** start of Entries **
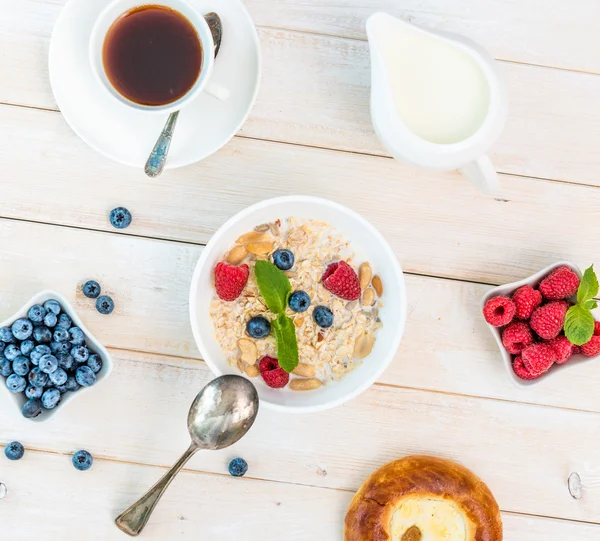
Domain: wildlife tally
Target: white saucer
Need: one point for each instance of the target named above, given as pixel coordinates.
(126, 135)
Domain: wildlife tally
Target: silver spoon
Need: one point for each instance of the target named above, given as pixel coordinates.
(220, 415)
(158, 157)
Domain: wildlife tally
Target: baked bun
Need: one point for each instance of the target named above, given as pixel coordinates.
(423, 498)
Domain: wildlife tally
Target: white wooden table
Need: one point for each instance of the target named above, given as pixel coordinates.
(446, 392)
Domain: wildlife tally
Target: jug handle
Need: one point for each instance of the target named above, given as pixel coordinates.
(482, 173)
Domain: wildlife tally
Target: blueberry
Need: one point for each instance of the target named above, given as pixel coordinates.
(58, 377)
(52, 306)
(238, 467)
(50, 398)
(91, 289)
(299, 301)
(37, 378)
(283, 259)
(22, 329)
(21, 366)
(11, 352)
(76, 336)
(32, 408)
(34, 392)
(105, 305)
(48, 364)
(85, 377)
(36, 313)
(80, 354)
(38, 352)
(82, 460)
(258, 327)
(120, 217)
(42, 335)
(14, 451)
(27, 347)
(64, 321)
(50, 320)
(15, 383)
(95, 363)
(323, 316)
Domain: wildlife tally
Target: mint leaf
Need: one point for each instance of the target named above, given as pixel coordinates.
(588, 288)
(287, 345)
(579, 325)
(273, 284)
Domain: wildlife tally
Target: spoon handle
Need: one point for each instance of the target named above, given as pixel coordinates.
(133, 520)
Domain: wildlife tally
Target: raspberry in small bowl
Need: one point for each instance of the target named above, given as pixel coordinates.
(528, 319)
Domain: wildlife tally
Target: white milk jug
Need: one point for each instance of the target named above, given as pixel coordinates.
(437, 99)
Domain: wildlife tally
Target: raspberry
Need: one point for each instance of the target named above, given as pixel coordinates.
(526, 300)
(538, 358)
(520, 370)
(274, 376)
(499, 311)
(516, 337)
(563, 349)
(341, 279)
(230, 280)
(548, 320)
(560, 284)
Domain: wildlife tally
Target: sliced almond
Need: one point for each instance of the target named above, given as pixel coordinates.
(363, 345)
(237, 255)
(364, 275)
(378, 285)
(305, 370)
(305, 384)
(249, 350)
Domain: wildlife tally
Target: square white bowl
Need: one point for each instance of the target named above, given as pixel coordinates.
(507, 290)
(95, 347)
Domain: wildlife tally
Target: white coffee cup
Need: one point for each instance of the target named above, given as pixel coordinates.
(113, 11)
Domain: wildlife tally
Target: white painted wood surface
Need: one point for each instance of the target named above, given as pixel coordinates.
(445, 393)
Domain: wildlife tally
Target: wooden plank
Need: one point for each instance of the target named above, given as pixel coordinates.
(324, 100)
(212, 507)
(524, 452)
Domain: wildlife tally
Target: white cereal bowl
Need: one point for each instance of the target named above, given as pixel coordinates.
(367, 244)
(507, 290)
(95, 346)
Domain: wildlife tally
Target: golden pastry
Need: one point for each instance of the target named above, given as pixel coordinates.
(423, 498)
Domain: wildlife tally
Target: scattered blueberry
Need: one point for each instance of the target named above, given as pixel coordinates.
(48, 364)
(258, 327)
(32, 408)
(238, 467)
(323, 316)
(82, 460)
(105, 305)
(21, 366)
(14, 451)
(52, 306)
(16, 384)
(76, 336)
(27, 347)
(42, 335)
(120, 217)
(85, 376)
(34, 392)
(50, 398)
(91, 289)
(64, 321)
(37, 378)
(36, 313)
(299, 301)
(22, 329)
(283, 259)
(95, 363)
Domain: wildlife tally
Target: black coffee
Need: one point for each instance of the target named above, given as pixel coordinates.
** end of Entries **
[The task]:
Drop the images and repeat the data exactly.

[Task answer]:
Domain: wildlife tally
Target: white saucer
Need: one point for each instance of the target named above, given as pixel coordinates.
(126, 135)
Domain: wildlife tally
Target: silver spoon
Need: one point for each instance of the target named above, given as pixel coordinates.
(220, 415)
(158, 157)
Domain: wildlife tally
Target: baked bun
Need: one point for each instance of the target named above, given as pixel coordinates.
(423, 498)
Domain: wildlife tally
Target: white wooden table
Need: one point for each instance of the target named above, given as pixel coordinates.
(446, 392)
Domain: wildlife tally
Target: jug handle
Need: one point for each instance of the target named above, given as pixel coordinates.
(482, 173)
Domain: wildlife tally
Target: blueberry
Need: one point for each instance of the target named above, given as pixel coordinates.
(58, 377)
(52, 306)
(238, 467)
(50, 398)
(91, 289)
(299, 301)
(37, 378)
(283, 259)
(22, 329)
(21, 366)
(11, 352)
(76, 336)
(32, 408)
(34, 392)
(105, 305)
(48, 364)
(85, 377)
(36, 313)
(80, 354)
(38, 352)
(82, 460)
(258, 327)
(120, 217)
(42, 335)
(14, 451)
(27, 347)
(64, 321)
(50, 320)
(15, 383)
(95, 363)
(323, 316)
Domain: wildlife tally
Target: mint leaf
Need: one point for each instance of the target named above, given as pixel coordinates.
(588, 288)
(287, 345)
(579, 325)
(273, 284)
Domain: wildlife tally
Target: spoon handle
Need: one point for each instance of the target named above, given as pixel coordinates.
(133, 520)
Domain: wildlife tally
Target: raspberry in small bowl
Need: one point for each instance of the target named above, given as pixel coordinates.
(528, 319)
Domain: wildlife tally
Target: white milk jug
Need: one point for each instance of the target named above, given as pixel coordinates.
(437, 99)
Domain: wildlife tally
Target: raspberry
Need: one point for each instance of the target named above, given as pixel coordinates.
(526, 300)
(538, 358)
(520, 370)
(274, 376)
(499, 311)
(516, 337)
(563, 349)
(341, 279)
(230, 280)
(548, 320)
(560, 284)
Domain: wildlife tally
Target: sliced almond
Need: one point for each instance of the target named above, given as pixel coordinates.
(363, 345)
(237, 255)
(364, 275)
(378, 285)
(305, 370)
(305, 384)
(249, 350)
Domain: wildlife tally
Target: square white bowl
Need: one point for each instance of the target named above, given as pixel coordinates.
(507, 290)
(95, 347)
Domain: wildlife tally
Target: white coffee cup
Need: one point for each instance of the target named above, given as pixel coordinates.
(113, 11)
Domain: wildlife tally
Target: white painted wood surface
Need: one point for each instance of the target named above, given as pixel coordinates.
(445, 393)
Domain: wildlife tally
Target: wooden plank
Need: one point for each instance of the target named above, given as pixel coordinates.
(324, 100)
(212, 507)
(524, 452)
Domain: wildlife tally
Target: white cereal bowl
Need: one point for each instance of the target named above, given as pixel coordinates.
(367, 244)
(507, 290)
(95, 346)
Domain: wildlife tally
Target: golden pastry
Need: one point for each instance of the target named above, given as pixel coordinates.
(423, 498)
Domain: wildlife tally
Target: scattered blueberry
Need: one point for each instance of the target named above, given as pixel coordinates.
(48, 364)
(258, 327)
(32, 408)
(238, 467)
(323, 316)
(82, 460)
(105, 305)
(21, 366)
(14, 451)
(52, 306)
(16, 384)
(76, 336)
(27, 347)
(42, 335)
(120, 217)
(85, 376)
(34, 392)
(50, 398)
(91, 289)
(64, 321)
(37, 378)
(36, 313)
(299, 301)
(22, 329)
(283, 259)
(95, 363)
Domain: wildlife tally
Target: black coffee
Need: one point for each instance of the target named above, given as pixel coordinates.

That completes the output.